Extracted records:
=======

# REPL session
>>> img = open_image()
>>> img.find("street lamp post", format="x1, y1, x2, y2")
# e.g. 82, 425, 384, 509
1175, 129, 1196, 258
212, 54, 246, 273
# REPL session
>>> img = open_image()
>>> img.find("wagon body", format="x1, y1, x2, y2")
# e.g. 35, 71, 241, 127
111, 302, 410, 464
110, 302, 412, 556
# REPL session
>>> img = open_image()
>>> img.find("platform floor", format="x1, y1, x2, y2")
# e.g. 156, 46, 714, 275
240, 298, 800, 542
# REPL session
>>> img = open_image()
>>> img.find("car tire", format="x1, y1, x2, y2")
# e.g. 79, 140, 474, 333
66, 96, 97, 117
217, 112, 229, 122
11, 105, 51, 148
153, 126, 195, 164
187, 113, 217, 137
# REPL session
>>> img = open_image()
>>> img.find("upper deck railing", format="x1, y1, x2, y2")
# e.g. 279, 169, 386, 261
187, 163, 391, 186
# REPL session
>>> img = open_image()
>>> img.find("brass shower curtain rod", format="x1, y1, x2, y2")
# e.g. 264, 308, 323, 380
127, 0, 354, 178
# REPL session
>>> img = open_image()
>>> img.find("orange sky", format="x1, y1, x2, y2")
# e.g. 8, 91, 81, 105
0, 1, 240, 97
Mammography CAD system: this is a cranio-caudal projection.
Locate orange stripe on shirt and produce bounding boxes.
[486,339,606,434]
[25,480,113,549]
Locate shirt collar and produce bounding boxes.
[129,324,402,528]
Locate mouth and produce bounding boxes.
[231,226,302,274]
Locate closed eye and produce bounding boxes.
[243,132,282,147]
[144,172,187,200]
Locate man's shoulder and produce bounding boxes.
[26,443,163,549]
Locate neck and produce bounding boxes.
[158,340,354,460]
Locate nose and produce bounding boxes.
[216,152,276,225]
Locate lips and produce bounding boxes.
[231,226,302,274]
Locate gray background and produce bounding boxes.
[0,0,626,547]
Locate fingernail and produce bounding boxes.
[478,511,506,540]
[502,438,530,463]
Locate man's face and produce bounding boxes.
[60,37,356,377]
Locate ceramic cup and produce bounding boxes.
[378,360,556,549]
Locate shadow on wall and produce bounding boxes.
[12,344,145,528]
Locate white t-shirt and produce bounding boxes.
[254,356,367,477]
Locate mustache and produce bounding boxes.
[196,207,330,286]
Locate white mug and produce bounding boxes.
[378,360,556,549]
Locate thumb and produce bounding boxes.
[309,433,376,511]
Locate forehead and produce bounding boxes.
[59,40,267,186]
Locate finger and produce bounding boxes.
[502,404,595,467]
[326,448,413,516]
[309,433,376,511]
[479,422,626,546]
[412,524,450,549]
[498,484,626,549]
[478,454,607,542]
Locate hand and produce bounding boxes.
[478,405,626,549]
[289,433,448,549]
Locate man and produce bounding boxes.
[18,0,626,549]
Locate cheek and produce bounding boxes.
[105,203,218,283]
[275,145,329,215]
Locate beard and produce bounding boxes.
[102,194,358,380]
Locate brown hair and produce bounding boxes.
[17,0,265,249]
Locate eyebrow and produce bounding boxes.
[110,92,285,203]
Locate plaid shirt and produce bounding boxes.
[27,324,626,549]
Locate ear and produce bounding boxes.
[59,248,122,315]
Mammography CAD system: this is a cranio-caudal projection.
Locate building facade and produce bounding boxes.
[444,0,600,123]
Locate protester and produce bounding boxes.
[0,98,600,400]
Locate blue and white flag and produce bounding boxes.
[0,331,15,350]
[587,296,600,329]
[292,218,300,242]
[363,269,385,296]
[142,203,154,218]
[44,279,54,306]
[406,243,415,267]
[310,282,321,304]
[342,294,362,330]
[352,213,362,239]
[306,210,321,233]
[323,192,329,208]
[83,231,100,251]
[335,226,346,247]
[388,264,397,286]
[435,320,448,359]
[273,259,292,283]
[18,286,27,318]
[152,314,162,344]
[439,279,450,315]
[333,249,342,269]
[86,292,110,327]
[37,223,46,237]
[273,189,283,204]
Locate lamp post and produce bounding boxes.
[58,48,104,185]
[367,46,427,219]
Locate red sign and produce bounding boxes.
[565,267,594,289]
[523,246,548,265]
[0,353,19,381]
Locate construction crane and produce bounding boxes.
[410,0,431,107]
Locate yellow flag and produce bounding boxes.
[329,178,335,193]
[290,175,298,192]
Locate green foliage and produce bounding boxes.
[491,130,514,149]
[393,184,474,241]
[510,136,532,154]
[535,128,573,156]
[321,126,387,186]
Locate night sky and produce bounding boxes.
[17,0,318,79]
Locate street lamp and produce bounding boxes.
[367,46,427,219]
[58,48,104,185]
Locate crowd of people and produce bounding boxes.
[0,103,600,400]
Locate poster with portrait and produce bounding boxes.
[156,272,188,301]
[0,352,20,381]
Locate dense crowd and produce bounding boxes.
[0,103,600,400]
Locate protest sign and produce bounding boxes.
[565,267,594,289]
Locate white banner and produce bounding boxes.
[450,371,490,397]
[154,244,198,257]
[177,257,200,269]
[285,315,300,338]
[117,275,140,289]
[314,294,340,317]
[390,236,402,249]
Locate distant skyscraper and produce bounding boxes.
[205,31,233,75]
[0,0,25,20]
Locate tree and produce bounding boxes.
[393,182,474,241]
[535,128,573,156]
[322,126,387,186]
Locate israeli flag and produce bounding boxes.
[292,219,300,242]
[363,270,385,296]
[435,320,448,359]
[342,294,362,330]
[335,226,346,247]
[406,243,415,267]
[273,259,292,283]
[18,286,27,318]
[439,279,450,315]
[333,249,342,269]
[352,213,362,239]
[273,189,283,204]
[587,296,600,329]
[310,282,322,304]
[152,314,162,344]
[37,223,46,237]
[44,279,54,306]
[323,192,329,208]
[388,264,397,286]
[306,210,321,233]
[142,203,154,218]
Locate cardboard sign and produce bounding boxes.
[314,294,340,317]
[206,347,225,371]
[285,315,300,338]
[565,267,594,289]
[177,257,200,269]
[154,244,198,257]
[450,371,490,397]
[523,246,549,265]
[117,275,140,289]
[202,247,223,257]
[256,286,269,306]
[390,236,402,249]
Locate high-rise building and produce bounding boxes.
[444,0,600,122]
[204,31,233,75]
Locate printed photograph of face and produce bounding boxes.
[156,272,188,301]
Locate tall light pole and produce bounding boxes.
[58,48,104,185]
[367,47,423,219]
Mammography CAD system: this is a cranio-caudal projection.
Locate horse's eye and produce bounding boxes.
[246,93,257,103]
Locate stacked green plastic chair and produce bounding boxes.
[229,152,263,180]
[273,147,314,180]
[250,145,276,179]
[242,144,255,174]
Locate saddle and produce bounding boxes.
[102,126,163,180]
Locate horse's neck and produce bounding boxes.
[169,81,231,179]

=======

Exercise requirements: Rewrite every line, starting at the line that has "Locate construction crane" and stopping after the line that has "[321,126,387,186]". Keep the text lines unchanged, and shift each bounding box coordinate by adding 21 to it.

Result below:
Locate construction crane and produce bounding boxes.
[431,21,452,128]
Locate yellow flag and produce bounding boxes.
[350,199,356,214]
[311,196,319,213]
Locate green foliage and produce bounding boxes.
[512,151,535,170]
[414,205,495,262]
[531,157,553,175]
[556,149,594,177]
[342,147,408,207]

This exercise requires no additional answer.